* THE TASK *
Reproduce all of the lines below, swapping "box coordinates" for "bounding-box coordinates" everywhere it occurs and leaving everything else unchanged.

(Items from a labeling collection)
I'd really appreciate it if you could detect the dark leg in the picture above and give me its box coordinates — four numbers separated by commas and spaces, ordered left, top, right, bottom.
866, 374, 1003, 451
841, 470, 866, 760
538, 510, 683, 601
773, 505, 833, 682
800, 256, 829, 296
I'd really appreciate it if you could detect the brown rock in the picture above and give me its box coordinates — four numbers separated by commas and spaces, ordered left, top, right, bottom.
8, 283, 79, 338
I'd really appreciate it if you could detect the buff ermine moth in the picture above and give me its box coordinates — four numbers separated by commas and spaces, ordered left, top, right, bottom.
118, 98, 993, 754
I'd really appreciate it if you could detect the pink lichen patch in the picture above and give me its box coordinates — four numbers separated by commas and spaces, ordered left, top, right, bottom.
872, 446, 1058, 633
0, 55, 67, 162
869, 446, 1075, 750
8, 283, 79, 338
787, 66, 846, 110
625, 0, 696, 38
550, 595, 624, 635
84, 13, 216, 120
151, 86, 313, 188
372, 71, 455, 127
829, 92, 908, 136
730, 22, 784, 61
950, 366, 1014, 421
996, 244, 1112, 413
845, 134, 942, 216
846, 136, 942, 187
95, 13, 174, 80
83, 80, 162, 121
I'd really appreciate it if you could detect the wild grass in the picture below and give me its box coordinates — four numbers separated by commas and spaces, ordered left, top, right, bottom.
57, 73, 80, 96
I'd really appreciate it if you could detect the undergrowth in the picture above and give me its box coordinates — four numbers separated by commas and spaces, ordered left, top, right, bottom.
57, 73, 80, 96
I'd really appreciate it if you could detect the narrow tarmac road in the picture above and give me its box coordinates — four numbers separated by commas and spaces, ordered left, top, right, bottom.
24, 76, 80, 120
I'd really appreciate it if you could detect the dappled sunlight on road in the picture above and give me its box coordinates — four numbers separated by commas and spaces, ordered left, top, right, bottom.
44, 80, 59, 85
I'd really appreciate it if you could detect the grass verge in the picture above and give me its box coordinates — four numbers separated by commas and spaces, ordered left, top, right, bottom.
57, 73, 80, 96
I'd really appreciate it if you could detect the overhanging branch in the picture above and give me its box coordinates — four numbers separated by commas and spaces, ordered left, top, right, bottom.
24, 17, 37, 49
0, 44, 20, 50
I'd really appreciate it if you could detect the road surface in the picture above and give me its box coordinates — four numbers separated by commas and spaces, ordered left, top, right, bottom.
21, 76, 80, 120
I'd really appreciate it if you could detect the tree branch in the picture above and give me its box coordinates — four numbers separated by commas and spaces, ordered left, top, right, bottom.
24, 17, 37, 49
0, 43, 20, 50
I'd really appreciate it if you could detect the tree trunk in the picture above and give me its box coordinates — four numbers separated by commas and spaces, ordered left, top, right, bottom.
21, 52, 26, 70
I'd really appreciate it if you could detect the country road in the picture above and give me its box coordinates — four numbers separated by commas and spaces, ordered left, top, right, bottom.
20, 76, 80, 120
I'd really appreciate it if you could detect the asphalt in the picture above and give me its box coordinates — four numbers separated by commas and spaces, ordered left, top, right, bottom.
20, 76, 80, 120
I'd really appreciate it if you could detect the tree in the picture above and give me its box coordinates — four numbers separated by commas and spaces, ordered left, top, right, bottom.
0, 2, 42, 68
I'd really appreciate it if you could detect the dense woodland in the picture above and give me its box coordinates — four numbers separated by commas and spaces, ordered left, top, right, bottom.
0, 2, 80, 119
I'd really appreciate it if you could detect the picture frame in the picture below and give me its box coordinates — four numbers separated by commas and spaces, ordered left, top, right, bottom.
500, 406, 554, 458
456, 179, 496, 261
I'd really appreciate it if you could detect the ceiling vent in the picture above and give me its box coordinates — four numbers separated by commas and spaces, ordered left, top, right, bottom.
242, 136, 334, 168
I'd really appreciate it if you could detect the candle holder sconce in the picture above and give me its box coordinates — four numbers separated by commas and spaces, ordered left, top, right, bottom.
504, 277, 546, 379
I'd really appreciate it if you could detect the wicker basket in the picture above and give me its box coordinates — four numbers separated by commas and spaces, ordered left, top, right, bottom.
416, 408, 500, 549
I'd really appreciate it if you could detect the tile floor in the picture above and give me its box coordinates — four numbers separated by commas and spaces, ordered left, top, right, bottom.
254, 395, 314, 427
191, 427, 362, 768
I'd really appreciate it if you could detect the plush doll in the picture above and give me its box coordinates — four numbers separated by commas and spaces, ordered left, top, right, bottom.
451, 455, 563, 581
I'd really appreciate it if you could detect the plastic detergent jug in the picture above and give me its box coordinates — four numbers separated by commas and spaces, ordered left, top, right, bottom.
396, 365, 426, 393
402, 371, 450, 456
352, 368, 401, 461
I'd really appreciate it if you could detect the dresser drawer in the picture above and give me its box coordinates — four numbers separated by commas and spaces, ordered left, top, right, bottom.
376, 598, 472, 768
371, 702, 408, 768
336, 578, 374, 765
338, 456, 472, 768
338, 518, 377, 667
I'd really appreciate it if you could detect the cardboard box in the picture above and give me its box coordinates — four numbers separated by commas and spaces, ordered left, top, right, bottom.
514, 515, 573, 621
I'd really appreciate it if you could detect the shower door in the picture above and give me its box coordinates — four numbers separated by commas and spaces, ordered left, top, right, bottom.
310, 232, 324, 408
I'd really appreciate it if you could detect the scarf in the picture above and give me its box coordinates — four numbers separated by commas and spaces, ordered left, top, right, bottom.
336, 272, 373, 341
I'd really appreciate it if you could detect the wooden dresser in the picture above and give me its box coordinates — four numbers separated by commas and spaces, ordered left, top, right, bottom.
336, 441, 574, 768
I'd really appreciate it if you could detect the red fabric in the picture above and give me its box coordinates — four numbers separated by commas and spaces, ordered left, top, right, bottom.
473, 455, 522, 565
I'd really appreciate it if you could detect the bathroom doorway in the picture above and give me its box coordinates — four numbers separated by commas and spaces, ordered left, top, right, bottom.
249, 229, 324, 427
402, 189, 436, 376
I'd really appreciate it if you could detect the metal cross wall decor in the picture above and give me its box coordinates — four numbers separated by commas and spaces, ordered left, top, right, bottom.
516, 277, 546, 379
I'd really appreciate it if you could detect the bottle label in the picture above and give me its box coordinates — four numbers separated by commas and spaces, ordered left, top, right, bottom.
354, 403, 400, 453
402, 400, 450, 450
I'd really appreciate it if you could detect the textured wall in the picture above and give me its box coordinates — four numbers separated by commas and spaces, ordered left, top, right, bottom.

* ANSWER TO THIS PROBLEM *
I'd really appreciate it if you could detect the dark leg in the picture above and give me its bounding-box coordinates — four numbers separated by commas and spaces, ordered left, top, right, bottom.
866, 374, 1003, 451
841, 470, 866, 760
538, 510, 683, 601
773, 505, 833, 682
800, 256, 829, 296
I'd really appreciate it if you could detect the brown rock in the picture above and give me its bounding-box coordinates — four numbers separated by commas and spaces, ordered left, top, right, bottom.
8, 283, 79, 338
I'd really appreciate it if you could detect the buff ermine moth in the picture above and give me its bounding-box coordinates — four numbers separated by commas and spaces, ordered left, top, right, bottom.
118, 98, 993, 754
I'd really appreciate it if you could detect the pink lichen patch in the picture above and give me its bounding-box coordinates — four numbers separated by commas and spaces, ordered left, top, right, bottom.
872, 446, 1058, 633
0, 55, 67, 162
869, 446, 1075, 750
8, 283, 79, 338
787, 66, 846, 110
625, 0, 696, 38
550, 595, 624, 635
84, 13, 216, 120
151, 86, 313, 188
372, 71, 455, 127
829, 92, 908, 136
730, 22, 784, 61
950, 366, 1014, 421
996, 244, 1112, 413
845, 134, 942, 216
846, 136, 942, 187
95, 13, 174, 80
83, 80, 162, 121
I'd really appreciate it if you could detect the wild grass in the picture below and give me its bounding-box coordinates — four numbers separated by commas and spaces, ordered left, top, right, bottom.
57, 73, 80, 96
I'd really appreciate it if you could detect the undergrowth in the picture above and give me its bounding-box coordinates — four numbers separated by commas and spaces, ordered left, top, right, bottom.
57, 73, 80, 96
I'd really appreciate it if you could detect the narrow tarmac road in the picture above and give me its bounding-box coordinates — four numbers separated by commas and spaces, ordered left, top, right, bottom.
24, 76, 80, 120
I'd really appreciate it if you could detect the dappled sunlight on road in the picture above and give me its bounding-box coordinates — four numbers separated by commas and spaces, ordered left, top, right, bottom.
44, 80, 59, 85
I'd really appreciate it if you could detect the grass verge in the picture above and give me its bounding-box coordinates — four numbers separated by commas and spaces, ordered left, top, right, bottom.
57, 73, 80, 96
I'd really appreciate it if you could detect the overhanging branch in the picture above and give me its bounding-box coordinates — four numbers separated by commas and spaces, ordered left, top, right, bottom.
24, 17, 37, 49
0, 44, 20, 50
I'd really appreciate it if you could detect the road surface in the picture above and give me its bounding-box coordinates — four numbers separated by commas and spaces, ordered left, top, right, bottom.
21, 76, 80, 120
I'd really appreciate it if you could detect the tree branch in the picture above and give me its bounding-box coordinates — four numbers separated by commas and spaces, ordered left, top, right, bottom.
24, 17, 37, 49
0, 43, 20, 50
I'd really appreciate it if you could detect the tree trunk in the picture above and give me its bounding-box coordinates — four numbers separated by commas and spaces, ordered left, top, right, bottom.
21, 52, 26, 70
I'd really appreciate it if you could detect the country road in the picture above and give me its bounding-box coordinates — four numbers separated by commas and spaces, ordered left, top, right, bottom.
20, 76, 80, 120
I'd really appreciate it if you could detect the asphalt in the picture above and give me its bounding-box coordinates — four numbers separated by commas and spaces, ordered left, top, right, bottom.
20, 76, 80, 120
I'd really appreciate it if you could detect the tree in the picture above and give me its bounding-box coordinates — four numbers separated by commas and spaces, ordered left, top, right, bottom.
0, 2, 42, 68
I'd really appreciate it if you could detect the dense woodland in the picture above and give me its bounding-box coordinates — four numbers separated by commas and spaces, ordered left, top, right, bottom.
0, 2, 80, 119
I'd really appreciate it if you could detect the picture frame in the picture below and give me its bounding-box coordinates — four numbers separated by commas and spaces, ordered left, top, right, bottom.
500, 406, 554, 458
456, 179, 496, 261
I'd really appreciate it if you could detect the ceiling vent in the picture above and give me its bounding-box coordinates — four numbers separated by commas and spaces, ordered left, top, right, bottom.
242, 136, 334, 168
I'd really appreciate it if you could detect the candle holder sconce in the picture above and give me its bounding-box coordinates — four numbers separated by commas and spaces, ordered left, top, right, bottom.
504, 277, 546, 379
I'd really appreciate it if you could detect the wicker basket in the picture above and give me its bounding-box coordinates — four numbers separated by commas and spaces, ordered left, top, right, bottom.
416, 408, 500, 549
I'd really appreciate it if you could detect the tile floor in the picture above and give me its bounding-box coordinates — four numbers separated by commas and spaces, ordered left, top, right, bottom.
254, 395, 314, 427
191, 427, 362, 768
I'd really appreciate it if you could detect the plush doll in the picture above and give me its bounding-box coordinates — four numbers separated by commas and spaces, ordered left, top, right, bottom.
451, 455, 563, 581
I'd really appreciate it if you could detect the plastic detergent jug in the picture above and give me its bounding-box coordinates — four numbers separated by commas and spaces, ordered left, top, right, bottom.
396, 365, 426, 393
402, 371, 450, 456
352, 368, 401, 461
I'd really appreciate it if you could detect the dresser drawer in the picture above and give me its bounding-box coordinates — four numbers separated by commas and spaces, ordered left, top, right, bottom.
376, 598, 472, 768
371, 702, 408, 768
336, 578, 374, 765
338, 456, 472, 768
338, 518, 377, 667
I'd really appreciate it if you could detect the cardboard box in the picture above and give me its bounding-box coordinates — four numbers separated by commas and spaces, ordered left, top, right, bottom.
514, 515, 573, 621
I'd really appreciate it if you could detect the shower door in the picture above and give me its bounding-box coordinates — four numbers separated by commas and spaces, ordered left, top, right, bottom.
310, 232, 324, 408
I'd really appreciate it if you could detect the scarf in the picture above and give me its bounding-box coordinates — four numbers separated by commas and spaces, ordered left, top, right, bottom.
336, 272, 373, 341
I'd really appreciate it if you could detect the wooden dresser in the picture above and give me its bounding-box coordinates — four numbers separated by commas and spaces, ordered left, top, right, bottom.
336, 441, 574, 768
I'd really appreciate it if you could detect the red fabric in the picture above and give me its bounding-box coordinates — four numbers separated by commas and spaces, ordered left, top, right, bottom.
473, 455, 522, 565
I'd really appreciate it if you could detect the bathroom doorway in the picture above and give me its bounding-box coordinates — four numbers separated by commas and spaces, ordered left, top, right, bottom.
249, 229, 324, 427
402, 189, 436, 376
I'd really appreciate it if you could detect the metal cross wall decor in the picture above and give me its bounding-box coordinates — four numbers separated by commas and spaces, ordered left, top, right, bottom.
516, 277, 546, 379
I'd really appreciate it if you could detect the bottle label in the picture above and give me its bounding-box coordinates — four numbers separated by commas and spaces, ordered left, top, right, bottom.
354, 403, 400, 453
402, 400, 450, 450
I'd really appreciate it if you could detect the textured wall in the picture above and give me its bounding-box coordinates — four numbers separated by commas and spaces, ordered left, top, right, bottom.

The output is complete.